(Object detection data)
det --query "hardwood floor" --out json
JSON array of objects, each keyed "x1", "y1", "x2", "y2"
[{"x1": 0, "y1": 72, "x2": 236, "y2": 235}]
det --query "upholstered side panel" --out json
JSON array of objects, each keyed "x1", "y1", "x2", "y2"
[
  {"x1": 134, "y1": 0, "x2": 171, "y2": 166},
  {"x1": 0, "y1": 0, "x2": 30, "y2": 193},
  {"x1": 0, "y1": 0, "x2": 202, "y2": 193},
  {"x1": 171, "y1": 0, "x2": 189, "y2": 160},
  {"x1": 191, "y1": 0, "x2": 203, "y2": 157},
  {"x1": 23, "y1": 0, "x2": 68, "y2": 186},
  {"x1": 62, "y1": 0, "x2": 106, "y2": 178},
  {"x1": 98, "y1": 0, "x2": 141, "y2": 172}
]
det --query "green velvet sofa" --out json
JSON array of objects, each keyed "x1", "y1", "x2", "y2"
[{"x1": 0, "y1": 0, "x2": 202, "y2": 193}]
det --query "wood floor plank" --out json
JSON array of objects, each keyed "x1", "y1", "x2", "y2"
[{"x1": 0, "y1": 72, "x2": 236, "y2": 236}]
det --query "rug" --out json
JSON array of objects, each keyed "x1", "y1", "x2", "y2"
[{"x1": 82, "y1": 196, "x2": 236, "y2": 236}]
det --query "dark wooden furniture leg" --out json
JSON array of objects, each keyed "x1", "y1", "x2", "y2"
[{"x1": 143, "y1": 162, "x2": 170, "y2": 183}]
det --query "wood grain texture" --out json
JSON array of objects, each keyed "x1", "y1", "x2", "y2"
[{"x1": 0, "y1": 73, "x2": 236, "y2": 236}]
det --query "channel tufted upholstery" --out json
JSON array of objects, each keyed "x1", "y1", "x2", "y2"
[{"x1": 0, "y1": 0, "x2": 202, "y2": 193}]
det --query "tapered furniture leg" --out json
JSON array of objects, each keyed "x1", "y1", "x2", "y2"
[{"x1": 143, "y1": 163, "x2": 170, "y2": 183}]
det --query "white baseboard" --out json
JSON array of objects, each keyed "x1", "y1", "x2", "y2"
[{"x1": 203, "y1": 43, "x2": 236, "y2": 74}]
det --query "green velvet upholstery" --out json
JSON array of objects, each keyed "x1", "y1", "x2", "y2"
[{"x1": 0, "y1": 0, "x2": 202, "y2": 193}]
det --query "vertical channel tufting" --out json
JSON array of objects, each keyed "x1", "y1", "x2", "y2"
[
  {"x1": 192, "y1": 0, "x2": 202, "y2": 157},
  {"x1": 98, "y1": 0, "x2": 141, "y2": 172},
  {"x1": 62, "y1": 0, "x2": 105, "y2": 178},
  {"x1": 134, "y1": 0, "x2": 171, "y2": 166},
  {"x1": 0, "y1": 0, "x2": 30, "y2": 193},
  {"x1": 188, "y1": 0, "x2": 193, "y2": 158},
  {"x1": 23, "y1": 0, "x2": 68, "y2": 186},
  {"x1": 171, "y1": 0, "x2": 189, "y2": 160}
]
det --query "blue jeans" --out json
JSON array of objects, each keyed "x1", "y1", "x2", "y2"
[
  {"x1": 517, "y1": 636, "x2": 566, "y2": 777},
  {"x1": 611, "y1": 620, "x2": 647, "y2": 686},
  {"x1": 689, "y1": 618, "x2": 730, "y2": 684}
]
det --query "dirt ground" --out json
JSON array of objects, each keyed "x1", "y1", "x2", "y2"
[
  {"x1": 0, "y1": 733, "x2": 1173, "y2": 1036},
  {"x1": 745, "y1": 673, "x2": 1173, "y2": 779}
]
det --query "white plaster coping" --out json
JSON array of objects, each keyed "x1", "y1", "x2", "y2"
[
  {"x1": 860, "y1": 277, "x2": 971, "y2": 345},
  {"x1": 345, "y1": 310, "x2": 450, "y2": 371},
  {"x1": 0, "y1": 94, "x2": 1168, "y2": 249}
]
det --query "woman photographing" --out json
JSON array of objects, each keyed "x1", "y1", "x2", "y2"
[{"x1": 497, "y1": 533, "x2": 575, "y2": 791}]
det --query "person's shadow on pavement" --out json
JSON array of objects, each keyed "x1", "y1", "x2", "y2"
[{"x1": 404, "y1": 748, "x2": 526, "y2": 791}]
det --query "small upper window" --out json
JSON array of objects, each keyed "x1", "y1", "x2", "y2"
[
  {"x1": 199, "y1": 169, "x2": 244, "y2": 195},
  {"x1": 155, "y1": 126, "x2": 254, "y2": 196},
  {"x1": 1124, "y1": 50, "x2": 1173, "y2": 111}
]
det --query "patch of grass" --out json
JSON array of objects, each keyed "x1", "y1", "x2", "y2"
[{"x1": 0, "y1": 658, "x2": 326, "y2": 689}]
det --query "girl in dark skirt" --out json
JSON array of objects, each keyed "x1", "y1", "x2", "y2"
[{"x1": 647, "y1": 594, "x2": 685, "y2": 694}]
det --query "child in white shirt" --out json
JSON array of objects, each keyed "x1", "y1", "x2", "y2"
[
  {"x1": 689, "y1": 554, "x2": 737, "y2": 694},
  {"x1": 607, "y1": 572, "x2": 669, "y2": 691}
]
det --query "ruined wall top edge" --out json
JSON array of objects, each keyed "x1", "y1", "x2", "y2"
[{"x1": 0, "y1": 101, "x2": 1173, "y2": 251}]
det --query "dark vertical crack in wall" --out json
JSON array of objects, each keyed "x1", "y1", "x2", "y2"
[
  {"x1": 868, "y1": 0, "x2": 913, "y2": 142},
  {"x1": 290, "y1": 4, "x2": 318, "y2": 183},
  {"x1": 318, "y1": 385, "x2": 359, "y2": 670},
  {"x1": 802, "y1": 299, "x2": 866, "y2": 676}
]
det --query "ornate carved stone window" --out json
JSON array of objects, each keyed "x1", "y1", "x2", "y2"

▸ The exercise: Pick out every line of the material above that contains the string "dark".

▸ Final result:
det --query "dark wooden furniture leg" --out json
det --query "girl in dark skirt" --out json
det --query "dark vertical crack in wall" --out json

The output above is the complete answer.